- _Objective_
Report every line in the entries below that contains the string "grass".

- _Stored records_
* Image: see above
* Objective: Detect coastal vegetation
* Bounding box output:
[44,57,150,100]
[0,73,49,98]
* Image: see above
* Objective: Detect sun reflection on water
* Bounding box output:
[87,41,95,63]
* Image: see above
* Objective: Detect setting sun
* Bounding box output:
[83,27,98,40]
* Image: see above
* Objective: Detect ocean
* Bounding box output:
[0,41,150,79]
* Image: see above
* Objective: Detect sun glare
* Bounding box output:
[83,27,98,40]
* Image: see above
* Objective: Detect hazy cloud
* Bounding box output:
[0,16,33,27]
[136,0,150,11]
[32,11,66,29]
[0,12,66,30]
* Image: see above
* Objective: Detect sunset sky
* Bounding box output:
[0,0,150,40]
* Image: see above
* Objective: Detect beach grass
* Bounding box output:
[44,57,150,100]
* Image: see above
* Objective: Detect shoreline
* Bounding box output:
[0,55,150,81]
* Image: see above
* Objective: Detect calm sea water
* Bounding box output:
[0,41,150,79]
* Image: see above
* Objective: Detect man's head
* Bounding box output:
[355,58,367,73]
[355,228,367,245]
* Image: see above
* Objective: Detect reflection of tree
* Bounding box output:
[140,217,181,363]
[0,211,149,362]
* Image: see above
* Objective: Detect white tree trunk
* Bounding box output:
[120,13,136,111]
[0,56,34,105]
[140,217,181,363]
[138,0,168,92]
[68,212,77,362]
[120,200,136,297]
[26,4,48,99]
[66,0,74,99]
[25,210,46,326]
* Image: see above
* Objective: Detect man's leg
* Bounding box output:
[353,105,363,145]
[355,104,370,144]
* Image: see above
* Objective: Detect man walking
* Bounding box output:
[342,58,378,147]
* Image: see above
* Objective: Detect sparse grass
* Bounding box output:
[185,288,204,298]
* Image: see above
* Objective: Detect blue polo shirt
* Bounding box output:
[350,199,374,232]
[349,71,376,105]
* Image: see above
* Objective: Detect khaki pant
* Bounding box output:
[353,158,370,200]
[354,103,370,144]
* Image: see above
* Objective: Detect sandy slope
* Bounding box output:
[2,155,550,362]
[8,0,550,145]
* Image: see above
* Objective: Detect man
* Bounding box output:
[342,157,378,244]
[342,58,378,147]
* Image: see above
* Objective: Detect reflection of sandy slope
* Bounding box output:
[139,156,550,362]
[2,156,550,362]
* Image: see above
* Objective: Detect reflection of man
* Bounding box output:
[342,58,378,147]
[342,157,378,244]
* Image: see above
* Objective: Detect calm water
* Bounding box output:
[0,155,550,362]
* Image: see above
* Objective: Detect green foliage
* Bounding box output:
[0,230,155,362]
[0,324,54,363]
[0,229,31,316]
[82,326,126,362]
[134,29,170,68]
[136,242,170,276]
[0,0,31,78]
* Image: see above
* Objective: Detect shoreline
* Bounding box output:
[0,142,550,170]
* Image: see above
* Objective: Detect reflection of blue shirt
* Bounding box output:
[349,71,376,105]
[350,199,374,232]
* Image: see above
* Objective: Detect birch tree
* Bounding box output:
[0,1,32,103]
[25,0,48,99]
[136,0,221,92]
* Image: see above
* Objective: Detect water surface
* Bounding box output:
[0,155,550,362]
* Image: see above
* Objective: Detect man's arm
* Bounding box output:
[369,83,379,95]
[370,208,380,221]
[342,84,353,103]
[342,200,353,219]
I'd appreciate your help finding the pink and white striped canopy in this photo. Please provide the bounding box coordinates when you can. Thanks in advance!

- _Task output_
* Objective: Detect beach grass
* Objective: Detect sparse grass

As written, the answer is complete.